STATED TASK —
Each line of the listing must be transcribed exactly, except for the images, which should be excluded.

DATA LINES —
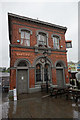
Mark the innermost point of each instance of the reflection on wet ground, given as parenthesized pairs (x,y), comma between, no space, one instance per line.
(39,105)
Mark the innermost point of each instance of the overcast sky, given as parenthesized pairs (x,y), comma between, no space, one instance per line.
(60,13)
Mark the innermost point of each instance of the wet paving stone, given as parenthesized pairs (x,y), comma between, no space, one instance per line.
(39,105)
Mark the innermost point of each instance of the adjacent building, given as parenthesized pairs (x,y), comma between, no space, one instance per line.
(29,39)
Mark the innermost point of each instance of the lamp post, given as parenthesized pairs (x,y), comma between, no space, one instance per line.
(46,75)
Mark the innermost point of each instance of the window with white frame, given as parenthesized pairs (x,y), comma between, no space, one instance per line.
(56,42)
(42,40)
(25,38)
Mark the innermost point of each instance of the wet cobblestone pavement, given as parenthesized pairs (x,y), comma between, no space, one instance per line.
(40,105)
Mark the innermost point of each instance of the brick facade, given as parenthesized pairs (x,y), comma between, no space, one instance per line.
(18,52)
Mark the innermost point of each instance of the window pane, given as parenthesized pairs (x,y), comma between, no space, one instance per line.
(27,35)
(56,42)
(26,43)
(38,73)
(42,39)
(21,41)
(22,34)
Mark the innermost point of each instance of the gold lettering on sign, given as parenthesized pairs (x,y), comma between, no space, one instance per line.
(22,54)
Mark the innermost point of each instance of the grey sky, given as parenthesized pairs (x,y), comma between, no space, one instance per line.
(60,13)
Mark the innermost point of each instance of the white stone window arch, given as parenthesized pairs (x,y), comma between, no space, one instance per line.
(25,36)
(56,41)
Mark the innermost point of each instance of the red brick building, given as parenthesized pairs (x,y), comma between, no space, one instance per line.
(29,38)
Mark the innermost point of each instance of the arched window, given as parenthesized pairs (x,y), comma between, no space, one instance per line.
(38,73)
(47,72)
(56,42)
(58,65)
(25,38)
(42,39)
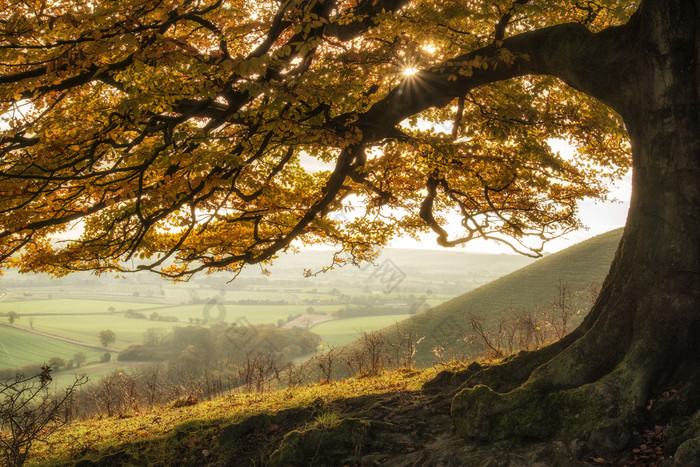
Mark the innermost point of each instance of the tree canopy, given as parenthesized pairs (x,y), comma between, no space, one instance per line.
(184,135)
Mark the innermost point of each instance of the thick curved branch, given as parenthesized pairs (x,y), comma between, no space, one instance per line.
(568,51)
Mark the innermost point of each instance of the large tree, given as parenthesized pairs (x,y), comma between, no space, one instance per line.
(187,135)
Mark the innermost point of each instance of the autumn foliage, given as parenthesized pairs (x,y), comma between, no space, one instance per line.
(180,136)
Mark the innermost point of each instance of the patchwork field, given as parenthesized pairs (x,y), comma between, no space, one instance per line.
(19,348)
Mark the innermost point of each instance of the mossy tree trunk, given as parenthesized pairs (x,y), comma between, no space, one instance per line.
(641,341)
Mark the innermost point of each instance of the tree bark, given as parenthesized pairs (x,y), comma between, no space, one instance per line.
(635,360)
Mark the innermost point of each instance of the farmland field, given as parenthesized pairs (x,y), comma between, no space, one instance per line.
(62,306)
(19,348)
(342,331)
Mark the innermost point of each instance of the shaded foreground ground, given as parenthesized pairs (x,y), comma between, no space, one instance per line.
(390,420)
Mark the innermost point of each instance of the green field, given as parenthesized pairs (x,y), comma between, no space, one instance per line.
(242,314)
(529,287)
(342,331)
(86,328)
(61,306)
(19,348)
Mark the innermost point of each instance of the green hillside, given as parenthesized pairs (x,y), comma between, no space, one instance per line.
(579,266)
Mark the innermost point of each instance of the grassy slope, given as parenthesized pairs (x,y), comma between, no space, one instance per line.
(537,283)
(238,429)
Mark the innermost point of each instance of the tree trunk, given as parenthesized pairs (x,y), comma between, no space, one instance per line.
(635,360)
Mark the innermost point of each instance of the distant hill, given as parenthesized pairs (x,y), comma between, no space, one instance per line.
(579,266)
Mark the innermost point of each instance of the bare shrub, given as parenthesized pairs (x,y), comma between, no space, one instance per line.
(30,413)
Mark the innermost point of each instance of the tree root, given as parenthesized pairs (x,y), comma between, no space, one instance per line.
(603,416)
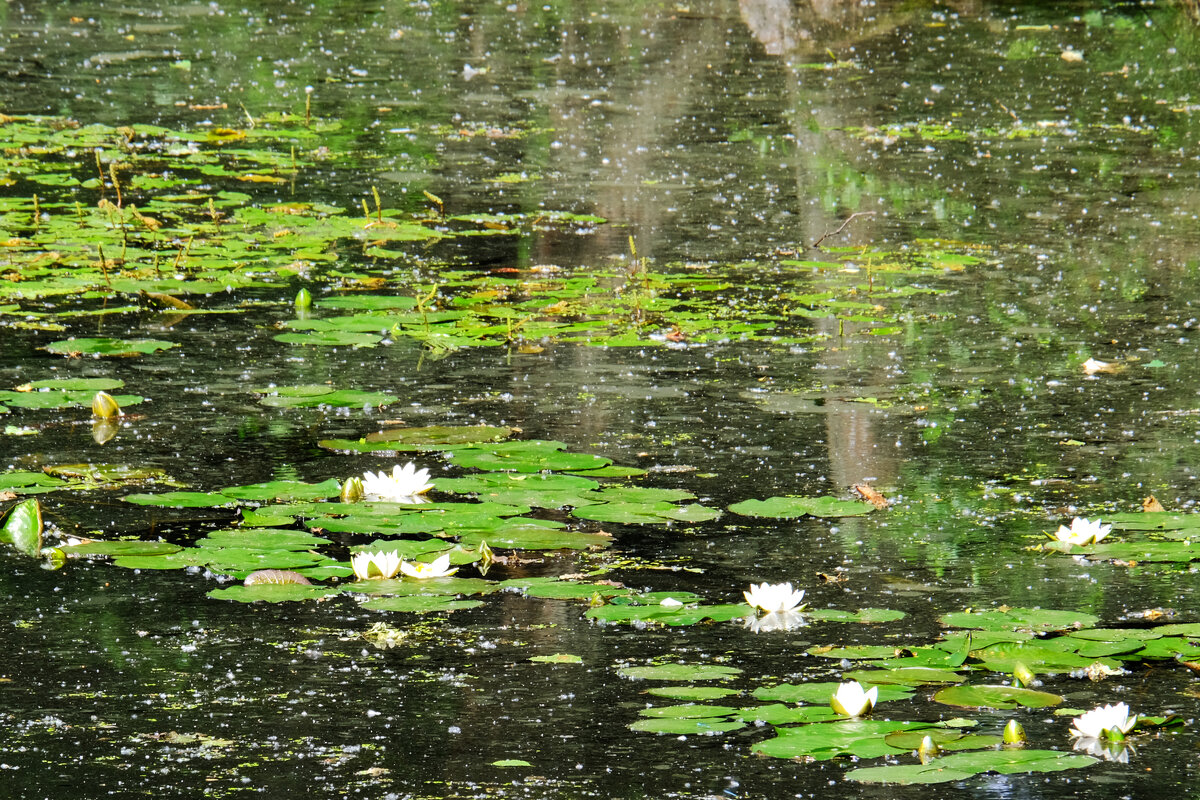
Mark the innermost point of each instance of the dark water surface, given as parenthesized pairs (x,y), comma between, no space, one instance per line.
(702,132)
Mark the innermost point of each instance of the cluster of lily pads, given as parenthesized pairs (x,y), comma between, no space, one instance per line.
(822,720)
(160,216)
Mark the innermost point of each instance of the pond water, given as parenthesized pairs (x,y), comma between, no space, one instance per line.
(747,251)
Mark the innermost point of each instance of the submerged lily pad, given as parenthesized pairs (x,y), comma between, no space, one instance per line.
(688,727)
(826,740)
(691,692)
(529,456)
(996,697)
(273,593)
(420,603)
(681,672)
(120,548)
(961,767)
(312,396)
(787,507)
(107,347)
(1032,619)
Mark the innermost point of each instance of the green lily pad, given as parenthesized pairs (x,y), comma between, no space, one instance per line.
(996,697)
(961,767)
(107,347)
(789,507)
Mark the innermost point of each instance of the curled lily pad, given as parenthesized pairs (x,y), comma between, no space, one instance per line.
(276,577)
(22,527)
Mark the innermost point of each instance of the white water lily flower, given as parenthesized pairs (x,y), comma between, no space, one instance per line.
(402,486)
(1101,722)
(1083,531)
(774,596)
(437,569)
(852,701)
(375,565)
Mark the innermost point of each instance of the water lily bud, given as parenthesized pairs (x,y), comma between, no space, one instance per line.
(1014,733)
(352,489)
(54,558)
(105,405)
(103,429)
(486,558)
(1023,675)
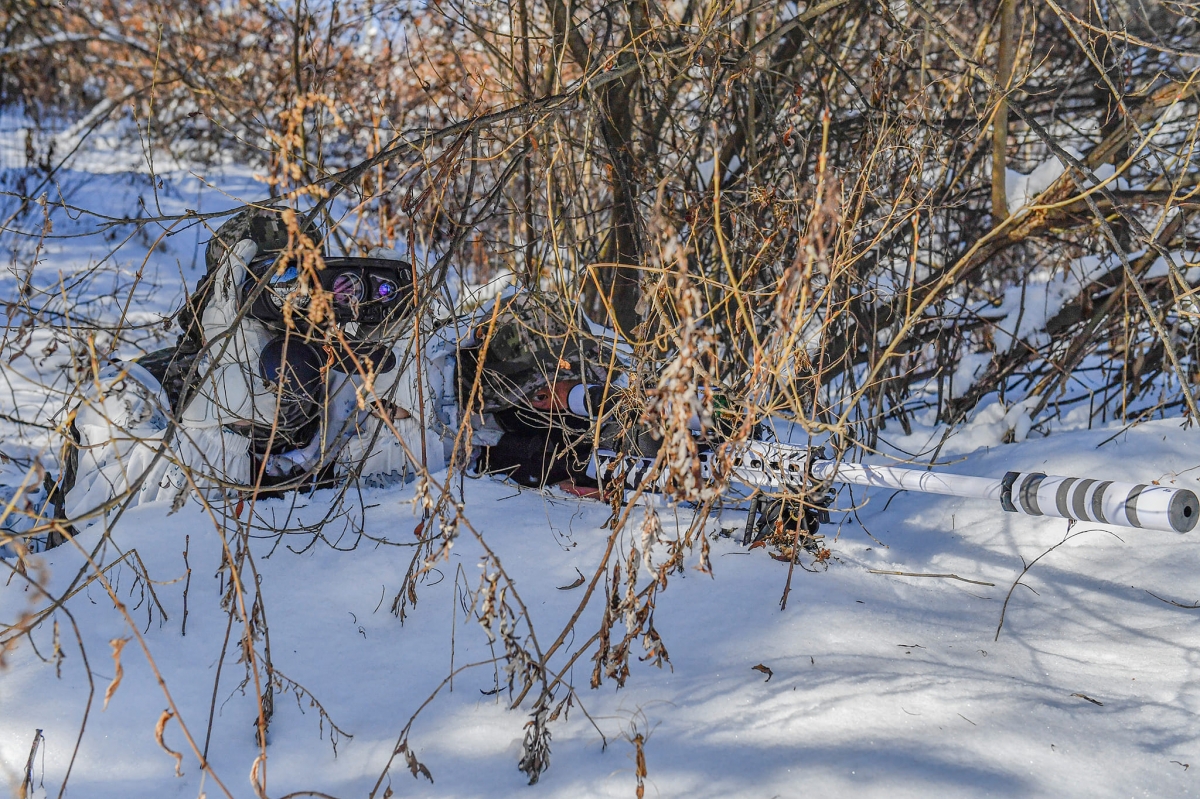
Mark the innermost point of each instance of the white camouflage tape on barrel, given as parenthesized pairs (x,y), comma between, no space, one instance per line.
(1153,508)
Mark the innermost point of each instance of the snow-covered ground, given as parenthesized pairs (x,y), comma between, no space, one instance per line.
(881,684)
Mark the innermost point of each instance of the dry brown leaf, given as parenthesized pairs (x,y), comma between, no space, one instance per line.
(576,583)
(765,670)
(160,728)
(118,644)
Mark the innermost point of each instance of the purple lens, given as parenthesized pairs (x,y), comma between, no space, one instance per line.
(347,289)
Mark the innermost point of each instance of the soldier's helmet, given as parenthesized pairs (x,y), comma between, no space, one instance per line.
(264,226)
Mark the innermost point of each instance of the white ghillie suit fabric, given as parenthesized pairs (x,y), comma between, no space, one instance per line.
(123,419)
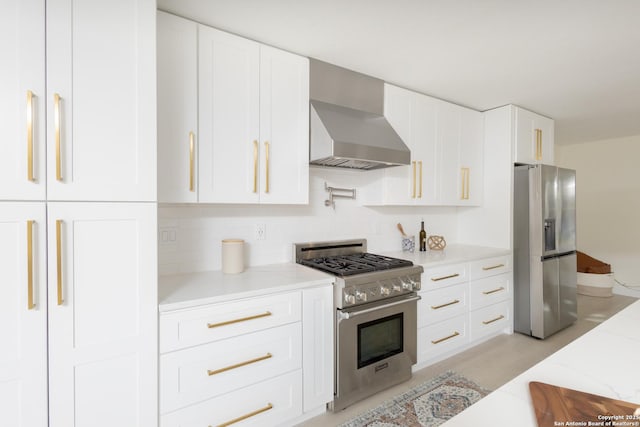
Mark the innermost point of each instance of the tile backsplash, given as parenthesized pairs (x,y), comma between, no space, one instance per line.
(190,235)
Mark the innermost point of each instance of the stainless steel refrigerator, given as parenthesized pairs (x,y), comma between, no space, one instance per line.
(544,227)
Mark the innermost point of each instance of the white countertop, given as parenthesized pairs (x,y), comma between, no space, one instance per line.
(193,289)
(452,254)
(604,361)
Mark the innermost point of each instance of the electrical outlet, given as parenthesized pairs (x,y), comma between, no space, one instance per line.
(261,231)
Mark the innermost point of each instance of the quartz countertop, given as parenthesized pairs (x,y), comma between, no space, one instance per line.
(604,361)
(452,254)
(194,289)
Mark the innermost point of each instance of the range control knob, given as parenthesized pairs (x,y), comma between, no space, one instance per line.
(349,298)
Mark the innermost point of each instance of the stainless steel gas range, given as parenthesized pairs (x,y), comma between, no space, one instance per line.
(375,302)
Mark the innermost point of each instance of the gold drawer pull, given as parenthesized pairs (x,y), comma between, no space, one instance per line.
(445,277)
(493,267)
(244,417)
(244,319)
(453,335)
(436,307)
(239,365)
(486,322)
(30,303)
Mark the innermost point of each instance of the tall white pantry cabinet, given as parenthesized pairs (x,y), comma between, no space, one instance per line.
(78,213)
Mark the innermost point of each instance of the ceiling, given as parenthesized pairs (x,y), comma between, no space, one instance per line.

THE RESPONSE —
Mark the innermost point of each instance of the reflection on wet ground, given as parenthesized pairs (x,y), comma between, no space, one instance per line.
(39,105)
Mark the innermost point of each instance of the overcast sky, given as parenthesized pairs (x,y), comma between, no space, one instance per line.
(60,13)
Mark the innermost point of each instance of the wet paving stone, given as parenthesized pairs (x,y), comma between, no space, one instance per line.
(39,105)
Mark the innermost point of each instance of the adjacent building, given as parenthesized pairs (x,y), comma between, no space, one instance per line.
(29,39)
Mark the innermost point of each instance of the lamp post, given as parenthesized pairs (x,y), comma between, no space, one instance per line.
(46,75)
Mark the innermost point of each instance of the window with white frame, given as parenthesized pairs (x,y), comma between, no space, one instance per line.
(56,42)
(42,40)
(25,38)
Mark the innermost point of each instance of the wet cobblestone pavement, given as parenthesized pairs (x,y), comma between, no space, one instance per line.
(40,105)
Mark the innermost point of each instance of the brick facade, given as parenthesized pairs (x,y), comma between, no space, one instance per line.
(18,52)
Mark the innermost point of each instance of the window pane, given as parenthesized pairs (x,y), comma between, no space, one instance per line.
(27,35)
(56,42)
(26,43)
(38,73)
(42,39)
(21,41)
(22,34)
Mark the innermost point of each instance of the gold lettering on sign, given as parenthesized pairs (x,y), comma between, no space, one instance per line.
(22,54)
Mark the innermost point of each instance of the grey sky, given as parenthesized pairs (x,y), comma between, no space, one instance per line.
(60,13)
Mark the innermost point of each instance of the white stone window arch, given as parenthesized pairs (x,y), comma between, no space, one instance per line.
(25,36)
(56,41)
Mark the innermost point of each instance of the red brick building, given as parenthesized pairs (x,y), comma between, no space, one instance per line.
(29,38)
Mark the innermost point of each instance of the arched window, given as parenthesized pairs (x,y), comma between, no space, one instance per line.
(38,73)
(47,72)
(56,42)
(58,65)
(25,38)
(42,39)
Mark the innermost point of each instance of the tree canopy, given as parenthesized pairs (x,y), comma between, no space, one instance per line.
(184,135)
Mark the innermost point of each instance of the thick curved branch, given as parenthesized pairs (x,y), comma between, no space, one instance per line.
(568,51)
Mark the innermost point of each instance of the large tree, given as parenthesized pairs (x,y), comma between, no space, one instance per line.
(187,135)
Mark the innermost point of each instance of the autumn foliage, given as parenthesized pairs (x,y), comma between, no space, one instance per line.
(180,136)
Mark the innermost point of each instance of the patchwork field, given as parenthesized pairs (x,y), comma between, no space, one instance per line.
(19,348)
Mark the innermost point of each instance of the mossy tree trunk, given as parenthesized pairs (x,y), comma between, no space, one instance per line.
(641,341)
Mark the innermost point of each instance of the tree bark, given as parenthesized pairs (x,y), comma between, no space, one instance per line.
(635,360)
Mark the innermost point of each instance of the farmland field, given as parenthesized pairs (x,y), comma between, no space, one instance per line.
(62,306)
(19,348)
(342,331)
Mark the innermost point of each instance of the shaded foreground ground, given as parenthesized pairs (x,y), comma between, no space, one instance per line.
(390,420)
Mark the innermost point of each instance of the green field, given as parenthesized pairs (x,y), comma between, no space, one instance per line.
(242,314)
(529,287)
(342,331)
(86,328)
(61,306)
(19,348)
Mark the innermost point of each instance of the green hillside, given as parenthesized pairs (x,y), comma between, no space, one instance per line.
(579,266)
Mark the innermost point of each instance of the grassy slope, given as parenthesized pairs (x,y), comma between, no space, one instance per line.
(537,283)
(238,429)
Mark the innermost point of each instance of the tree trunk, given as parenthesized pairs (x,y), comma between, no space, one instance per line.
(635,360)
Mark the innermost point of each instance of the distant hill, given as parenthesized pairs (x,y), comma between, no space, one instance per line.
(579,266)
Mark the innermost point of each instance of the bare shrub, given as parenthesized pairs (x,y), comma between, no space, one instance per line.
(30,413)
Mark the innermost point of each instance of the tree root, given as parenthesized pairs (x,y), comma between, no space, one instance per line.
(603,416)
Mark the innermost point of each instance of the dark water surface, given as parenthesized pairs (x,y), comma between, no space, one instance per line.
(702,132)
Mark the innermost point of each instance of the cluster of lily pads, given as parenthesized pairs (x,y), comma between, no space, one instance per line.
(822,720)
(160,216)
Mark the innermost point of each instance of the pond water, given as parenthesized pairs (x,y), comma between, no space, one instance per line.
(747,251)
Mark the innermost point of each instance of the submerged lily pad, given as parenthesized pairs (x,y), comma between, no space, one instance per line.
(688,727)
(826,740)
(691,692)
(529,456)
(996,697)
(273,593)
(420,603)
(681,672)
(120,548)
(961,767)
(312,396)
(787,507)
(107,347)
(1032,619)
Mark the innermost point of each instance of the green lily pad, given as parenthesized pairs (x,y), comma between, no space, one instance per line.
(996,697)
(961,767)
(107,347)
(789,507)
Mark the innermost point of each instance of the curled lily pad, given as parenthesized pairs (x,y), comma between, no space, one instance per line.
(276,577)
(22,527)
Mark the innermost point of each instance of the white water lily flower, given as parenthesized pairs (x,y), comma between, no space, one instance per line.
(402,486)
(1101,722)
(1083,531)
(774,596)
(437,569)
(852,701)
(375,565)
Mark the innermost point of each instance of the water lily bud, given as parenthesized pairs (x,y), comma between, no space, one instance per line.
(1014,733)
(352,489)
(54,558)
(105,405)
(103,429)
(486,558)
(1023,675)
Mark the innermost point of each instance of the white camouflage tape on barrel, given as parenthesized pairs (x,y), comma between, no space, one instance per line.
(1153,508)
Mark the innermost point of each instance of the snow-covered ground, given as parenthesized pairs (x,y), comma between, no space, one instance per line.
(881,684)
Mark the innermost point of each instance of the dry brown leaf, given as parenthesized pairs (x,y), comma between, no space, one instance per line.
(576,583)
(765,670)
(160,728)
(118,644)
Mark the innermost point of each instance of the purple lens, given as parenthesized pairs (x,y), comma between, no space, one instance per line.
(347,289)
Mark the innermost point of each instance of the soldier's helmet, given as parenthesized pairs (x,y), comma between, no space, one instance per line.
(264,226)
Mark the innermost point of each instance of the white ghillie suit fabric, given as parenthesized pairs (x,y), comma between, no space, one instance per line.
(123,419)
Mark the innermost point of each instance of the tile backsplash, given as parenthesized pairs (x,y), comma between, no space, one instance per line.
(190,235)
Mark the innermost point of each instance of the stainless steel refrigerator, given as parenthesized pairs (x,y), comma between, no space, one instance per line.
(544,227)
Mark the innermost point of each instance of the white countertop, given as parenthesized pairs (x,y), comma between, no space, one instance per line.
(193,289)
(452,254)
(604,361)
Mark the innermost point of each instance of the electrical outlet, given as parenthesized pairs (x,y), comma between, no space, one instance per line.
(261,231)
Mark the innermost point of each instance of the quartz countertop, given as parenthesized pairs (x,y), comma between, no space, one instance per line.
(604,361)
(452,254)
(194,289)
Mark the innermost point of each instance of the range control knob, given as parenthesized pairs (x,y), comma between, no space, one instance per line.
(349,298)
Mark the innermost point of each instance of the stainless steel gas range, given as parenthesized pairs (x,y), comma between, no space, one instance per line.
(375,302)
Mark the innermost point of each instance of the gold drawer pull, given as parenthesized pairs (x,y), comma between, no space, one instance per line.
(445,277)
(493,267)
(244,417)
(244,319)
(453,335)
(436,307)
(239,365)
(486,322)
(30,303)
Mark the innermost point of each instance of the tall white pantry cabinet, given as parenthesized pairs (x,y), comma between, no space, one instance per line.
(78,213)
Mark the innermost point of each instance of the ceiling, given as parenthesized pairs (x,y), comma between, no space, one instance per line.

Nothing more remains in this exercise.